[Dataset excerpts on object pointing]
—————

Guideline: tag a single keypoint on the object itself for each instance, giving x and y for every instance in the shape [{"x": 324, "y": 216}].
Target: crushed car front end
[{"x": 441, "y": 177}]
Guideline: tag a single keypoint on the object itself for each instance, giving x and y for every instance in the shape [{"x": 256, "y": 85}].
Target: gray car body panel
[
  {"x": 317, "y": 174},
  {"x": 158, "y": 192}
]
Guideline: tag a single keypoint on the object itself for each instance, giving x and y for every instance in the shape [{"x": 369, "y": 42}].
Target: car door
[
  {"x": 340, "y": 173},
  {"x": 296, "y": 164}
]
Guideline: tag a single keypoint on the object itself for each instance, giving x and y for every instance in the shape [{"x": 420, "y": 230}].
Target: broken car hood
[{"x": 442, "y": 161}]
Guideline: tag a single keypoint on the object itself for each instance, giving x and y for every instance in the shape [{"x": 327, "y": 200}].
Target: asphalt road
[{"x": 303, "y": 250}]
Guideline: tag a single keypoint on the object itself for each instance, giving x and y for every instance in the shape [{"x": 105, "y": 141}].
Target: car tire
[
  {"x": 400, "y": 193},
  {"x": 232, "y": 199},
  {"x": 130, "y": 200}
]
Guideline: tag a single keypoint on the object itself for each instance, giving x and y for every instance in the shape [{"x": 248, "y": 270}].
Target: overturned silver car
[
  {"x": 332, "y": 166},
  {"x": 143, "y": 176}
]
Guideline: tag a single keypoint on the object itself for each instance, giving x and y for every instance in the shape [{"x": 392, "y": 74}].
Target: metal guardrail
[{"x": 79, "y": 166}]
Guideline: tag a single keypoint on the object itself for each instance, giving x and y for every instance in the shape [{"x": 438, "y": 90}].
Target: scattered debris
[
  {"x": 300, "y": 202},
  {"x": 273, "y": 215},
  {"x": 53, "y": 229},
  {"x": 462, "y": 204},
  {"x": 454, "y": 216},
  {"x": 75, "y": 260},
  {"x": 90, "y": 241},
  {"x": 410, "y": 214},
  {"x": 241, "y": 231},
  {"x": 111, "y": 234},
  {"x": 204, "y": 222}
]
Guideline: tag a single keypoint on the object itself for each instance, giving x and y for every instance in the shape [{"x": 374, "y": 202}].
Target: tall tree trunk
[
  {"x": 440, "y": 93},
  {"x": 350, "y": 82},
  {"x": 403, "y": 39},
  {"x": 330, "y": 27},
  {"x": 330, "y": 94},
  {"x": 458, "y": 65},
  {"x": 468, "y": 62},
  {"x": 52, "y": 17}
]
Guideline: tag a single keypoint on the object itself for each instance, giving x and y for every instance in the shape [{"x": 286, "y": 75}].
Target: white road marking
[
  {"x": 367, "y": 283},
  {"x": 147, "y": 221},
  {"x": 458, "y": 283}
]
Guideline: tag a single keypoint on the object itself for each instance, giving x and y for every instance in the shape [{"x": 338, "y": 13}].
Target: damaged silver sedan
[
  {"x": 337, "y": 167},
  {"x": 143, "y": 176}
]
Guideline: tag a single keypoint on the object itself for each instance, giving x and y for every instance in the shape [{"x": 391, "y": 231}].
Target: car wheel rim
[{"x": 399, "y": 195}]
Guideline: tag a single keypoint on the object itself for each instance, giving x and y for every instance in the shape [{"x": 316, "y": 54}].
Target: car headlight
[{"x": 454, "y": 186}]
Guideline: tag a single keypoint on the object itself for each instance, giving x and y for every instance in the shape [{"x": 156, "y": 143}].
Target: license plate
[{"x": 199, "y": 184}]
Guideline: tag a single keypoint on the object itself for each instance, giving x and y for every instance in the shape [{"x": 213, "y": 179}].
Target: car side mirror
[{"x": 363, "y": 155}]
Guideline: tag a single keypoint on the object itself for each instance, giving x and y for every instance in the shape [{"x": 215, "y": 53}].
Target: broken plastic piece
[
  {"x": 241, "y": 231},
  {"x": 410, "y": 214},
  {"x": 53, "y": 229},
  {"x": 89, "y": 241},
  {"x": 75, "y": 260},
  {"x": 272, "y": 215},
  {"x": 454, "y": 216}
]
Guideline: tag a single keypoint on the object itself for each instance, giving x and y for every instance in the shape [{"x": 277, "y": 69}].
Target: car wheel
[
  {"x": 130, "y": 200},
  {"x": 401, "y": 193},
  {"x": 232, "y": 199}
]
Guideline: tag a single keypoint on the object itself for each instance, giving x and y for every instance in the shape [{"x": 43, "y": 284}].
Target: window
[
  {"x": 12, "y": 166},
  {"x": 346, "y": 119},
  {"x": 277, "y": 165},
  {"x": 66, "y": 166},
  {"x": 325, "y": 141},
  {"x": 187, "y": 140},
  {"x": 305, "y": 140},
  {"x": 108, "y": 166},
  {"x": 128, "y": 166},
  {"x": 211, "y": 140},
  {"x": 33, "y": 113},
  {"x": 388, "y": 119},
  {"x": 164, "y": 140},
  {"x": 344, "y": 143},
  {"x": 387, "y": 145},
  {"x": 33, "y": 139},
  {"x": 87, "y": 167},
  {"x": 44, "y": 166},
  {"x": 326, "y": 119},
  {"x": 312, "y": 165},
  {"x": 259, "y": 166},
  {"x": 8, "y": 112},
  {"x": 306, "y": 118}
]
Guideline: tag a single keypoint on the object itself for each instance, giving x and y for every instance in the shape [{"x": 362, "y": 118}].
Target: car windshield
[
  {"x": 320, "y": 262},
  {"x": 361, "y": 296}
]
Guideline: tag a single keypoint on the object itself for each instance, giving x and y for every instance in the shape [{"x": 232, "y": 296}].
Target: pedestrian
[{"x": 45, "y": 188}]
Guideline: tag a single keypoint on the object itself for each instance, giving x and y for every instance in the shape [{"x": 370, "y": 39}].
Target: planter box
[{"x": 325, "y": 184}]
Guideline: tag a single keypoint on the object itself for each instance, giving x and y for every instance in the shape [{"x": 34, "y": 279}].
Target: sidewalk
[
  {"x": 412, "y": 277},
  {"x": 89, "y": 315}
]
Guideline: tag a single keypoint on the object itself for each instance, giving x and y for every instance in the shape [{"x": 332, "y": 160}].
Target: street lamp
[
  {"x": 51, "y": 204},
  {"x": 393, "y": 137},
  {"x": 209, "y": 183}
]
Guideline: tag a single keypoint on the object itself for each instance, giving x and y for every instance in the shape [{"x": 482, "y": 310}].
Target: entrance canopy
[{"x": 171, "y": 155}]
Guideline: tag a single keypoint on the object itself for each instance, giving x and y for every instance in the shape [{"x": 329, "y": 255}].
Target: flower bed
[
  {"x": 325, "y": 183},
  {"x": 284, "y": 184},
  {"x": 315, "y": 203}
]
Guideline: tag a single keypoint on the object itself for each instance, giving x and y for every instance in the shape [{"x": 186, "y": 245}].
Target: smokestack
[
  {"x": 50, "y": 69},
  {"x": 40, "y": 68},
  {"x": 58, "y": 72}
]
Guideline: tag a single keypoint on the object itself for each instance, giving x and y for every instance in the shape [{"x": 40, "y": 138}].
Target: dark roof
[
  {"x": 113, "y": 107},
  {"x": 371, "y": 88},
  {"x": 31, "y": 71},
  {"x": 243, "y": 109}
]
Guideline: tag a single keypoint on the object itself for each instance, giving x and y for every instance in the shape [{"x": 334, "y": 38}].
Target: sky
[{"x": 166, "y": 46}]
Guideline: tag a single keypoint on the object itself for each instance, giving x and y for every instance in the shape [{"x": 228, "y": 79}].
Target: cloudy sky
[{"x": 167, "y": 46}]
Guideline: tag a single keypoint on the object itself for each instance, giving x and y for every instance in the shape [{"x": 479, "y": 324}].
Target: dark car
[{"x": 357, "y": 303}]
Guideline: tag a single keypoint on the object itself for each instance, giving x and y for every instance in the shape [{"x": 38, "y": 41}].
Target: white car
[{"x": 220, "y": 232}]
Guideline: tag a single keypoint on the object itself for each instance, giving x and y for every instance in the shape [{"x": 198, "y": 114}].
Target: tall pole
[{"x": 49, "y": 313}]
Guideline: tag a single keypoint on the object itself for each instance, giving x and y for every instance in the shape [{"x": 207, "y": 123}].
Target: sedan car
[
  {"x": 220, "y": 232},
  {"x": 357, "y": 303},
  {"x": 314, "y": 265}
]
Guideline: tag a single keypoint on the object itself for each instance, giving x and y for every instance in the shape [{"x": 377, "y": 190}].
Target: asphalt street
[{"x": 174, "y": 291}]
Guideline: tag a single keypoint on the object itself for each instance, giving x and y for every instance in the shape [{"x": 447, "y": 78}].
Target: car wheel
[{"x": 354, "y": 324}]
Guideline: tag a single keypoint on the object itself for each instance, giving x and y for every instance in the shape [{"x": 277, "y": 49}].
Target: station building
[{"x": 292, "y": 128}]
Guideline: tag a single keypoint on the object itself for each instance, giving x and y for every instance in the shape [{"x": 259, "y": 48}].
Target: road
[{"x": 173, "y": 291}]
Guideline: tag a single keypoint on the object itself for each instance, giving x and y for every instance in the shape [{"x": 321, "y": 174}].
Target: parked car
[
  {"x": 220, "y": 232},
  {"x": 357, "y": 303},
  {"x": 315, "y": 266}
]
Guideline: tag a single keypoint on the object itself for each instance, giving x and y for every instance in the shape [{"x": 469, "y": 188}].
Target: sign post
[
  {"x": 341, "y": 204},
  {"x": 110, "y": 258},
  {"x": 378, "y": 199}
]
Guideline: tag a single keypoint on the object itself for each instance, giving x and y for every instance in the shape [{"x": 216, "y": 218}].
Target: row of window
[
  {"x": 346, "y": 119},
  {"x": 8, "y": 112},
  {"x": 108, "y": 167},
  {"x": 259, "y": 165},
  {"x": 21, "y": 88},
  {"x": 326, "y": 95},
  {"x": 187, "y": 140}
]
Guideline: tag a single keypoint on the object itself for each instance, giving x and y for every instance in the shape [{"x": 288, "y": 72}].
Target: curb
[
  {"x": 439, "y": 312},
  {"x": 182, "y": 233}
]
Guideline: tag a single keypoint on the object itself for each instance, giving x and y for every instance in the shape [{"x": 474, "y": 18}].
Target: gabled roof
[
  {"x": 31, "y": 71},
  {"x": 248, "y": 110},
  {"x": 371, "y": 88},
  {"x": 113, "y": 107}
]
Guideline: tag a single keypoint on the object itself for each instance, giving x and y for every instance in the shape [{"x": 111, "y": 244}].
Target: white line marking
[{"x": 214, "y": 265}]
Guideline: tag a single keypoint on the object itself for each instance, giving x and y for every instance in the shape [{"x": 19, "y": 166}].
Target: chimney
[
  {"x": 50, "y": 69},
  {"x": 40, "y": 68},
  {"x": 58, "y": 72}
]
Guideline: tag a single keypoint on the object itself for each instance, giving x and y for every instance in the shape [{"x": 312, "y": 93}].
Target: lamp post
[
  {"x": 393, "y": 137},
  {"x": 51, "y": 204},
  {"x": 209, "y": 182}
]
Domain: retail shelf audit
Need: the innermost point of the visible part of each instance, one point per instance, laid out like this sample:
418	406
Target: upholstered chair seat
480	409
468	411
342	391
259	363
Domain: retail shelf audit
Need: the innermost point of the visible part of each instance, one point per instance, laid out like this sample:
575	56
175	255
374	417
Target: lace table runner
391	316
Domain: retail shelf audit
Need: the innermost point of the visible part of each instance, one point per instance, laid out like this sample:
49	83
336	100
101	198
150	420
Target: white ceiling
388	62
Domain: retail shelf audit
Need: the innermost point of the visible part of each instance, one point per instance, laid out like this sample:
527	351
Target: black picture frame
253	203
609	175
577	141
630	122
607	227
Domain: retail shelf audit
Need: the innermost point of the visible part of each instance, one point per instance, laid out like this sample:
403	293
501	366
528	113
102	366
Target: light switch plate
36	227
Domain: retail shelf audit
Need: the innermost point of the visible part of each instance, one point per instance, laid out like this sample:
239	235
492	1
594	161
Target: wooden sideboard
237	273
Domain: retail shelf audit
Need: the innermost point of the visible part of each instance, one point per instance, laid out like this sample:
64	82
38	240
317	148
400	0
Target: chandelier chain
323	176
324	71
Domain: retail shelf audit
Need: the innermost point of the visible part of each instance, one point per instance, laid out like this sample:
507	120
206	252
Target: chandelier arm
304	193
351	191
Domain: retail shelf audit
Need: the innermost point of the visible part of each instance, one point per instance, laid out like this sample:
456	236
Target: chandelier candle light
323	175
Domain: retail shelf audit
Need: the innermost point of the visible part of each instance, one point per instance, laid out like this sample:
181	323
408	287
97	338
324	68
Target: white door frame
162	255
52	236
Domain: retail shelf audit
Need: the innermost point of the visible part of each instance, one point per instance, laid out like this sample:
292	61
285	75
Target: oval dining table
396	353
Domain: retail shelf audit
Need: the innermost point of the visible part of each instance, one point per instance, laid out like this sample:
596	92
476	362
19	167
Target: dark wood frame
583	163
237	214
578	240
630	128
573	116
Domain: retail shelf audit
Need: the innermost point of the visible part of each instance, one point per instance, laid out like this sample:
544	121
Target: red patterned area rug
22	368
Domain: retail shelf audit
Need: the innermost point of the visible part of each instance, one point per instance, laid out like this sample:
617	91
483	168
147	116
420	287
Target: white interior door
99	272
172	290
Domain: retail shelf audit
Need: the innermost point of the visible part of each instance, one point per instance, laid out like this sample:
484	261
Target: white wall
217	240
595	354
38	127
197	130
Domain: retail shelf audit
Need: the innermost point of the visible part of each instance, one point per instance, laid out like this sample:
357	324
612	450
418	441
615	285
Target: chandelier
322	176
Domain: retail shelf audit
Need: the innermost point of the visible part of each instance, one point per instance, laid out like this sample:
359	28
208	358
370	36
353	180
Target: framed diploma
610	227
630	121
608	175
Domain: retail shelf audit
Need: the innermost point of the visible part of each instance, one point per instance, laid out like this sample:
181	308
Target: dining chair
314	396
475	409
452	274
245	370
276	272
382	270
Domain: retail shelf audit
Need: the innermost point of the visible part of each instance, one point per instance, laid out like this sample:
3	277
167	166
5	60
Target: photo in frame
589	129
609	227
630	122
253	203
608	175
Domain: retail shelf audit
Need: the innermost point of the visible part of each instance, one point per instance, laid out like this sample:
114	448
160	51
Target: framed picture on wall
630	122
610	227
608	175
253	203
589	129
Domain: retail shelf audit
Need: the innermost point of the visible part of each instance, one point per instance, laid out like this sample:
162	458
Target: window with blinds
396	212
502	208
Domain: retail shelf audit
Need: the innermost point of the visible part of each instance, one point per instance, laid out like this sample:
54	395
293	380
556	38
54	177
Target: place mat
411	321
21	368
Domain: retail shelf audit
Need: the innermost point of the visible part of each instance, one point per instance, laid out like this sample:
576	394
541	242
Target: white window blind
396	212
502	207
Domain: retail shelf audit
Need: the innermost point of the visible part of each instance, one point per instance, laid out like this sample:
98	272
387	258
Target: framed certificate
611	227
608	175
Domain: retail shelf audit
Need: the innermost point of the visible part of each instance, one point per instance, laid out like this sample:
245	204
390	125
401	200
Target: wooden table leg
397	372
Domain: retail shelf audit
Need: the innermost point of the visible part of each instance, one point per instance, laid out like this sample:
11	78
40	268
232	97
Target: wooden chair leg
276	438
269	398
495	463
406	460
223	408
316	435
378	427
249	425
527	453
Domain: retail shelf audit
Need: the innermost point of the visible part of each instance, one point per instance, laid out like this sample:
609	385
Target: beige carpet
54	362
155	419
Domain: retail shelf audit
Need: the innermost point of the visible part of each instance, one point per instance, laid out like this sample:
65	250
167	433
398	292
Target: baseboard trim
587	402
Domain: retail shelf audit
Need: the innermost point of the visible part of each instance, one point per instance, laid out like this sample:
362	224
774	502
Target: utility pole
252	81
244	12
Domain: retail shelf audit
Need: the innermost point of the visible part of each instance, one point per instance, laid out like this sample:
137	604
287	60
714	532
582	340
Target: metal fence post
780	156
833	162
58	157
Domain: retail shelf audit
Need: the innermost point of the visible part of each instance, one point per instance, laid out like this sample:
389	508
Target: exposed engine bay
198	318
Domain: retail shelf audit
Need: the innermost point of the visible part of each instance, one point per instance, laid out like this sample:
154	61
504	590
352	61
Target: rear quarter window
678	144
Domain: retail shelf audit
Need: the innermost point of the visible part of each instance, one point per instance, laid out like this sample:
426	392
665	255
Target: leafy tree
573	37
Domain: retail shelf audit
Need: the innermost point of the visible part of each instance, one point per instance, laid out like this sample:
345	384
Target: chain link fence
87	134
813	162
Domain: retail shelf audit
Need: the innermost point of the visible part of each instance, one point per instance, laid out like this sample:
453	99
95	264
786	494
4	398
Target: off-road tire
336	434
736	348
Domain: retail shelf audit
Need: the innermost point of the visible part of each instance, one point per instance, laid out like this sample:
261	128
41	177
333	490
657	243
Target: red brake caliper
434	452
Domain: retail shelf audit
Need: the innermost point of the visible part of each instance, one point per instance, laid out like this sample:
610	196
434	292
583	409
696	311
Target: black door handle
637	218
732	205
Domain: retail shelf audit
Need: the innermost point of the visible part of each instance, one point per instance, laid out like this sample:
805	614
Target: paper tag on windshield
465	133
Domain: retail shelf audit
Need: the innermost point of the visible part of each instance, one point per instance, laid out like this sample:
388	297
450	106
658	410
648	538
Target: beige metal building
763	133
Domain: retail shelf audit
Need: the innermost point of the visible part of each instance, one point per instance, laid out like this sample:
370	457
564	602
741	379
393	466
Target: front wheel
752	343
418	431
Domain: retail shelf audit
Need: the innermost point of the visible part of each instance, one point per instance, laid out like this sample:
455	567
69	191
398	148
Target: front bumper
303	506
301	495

—————

## STATED GOAL
Gather every line of the records above that includes the word "metal", treating uppercase and lowercase as different.

## THE OUTPUT
Target: metal guardrail
Target: metal fence post
Target: beige metal building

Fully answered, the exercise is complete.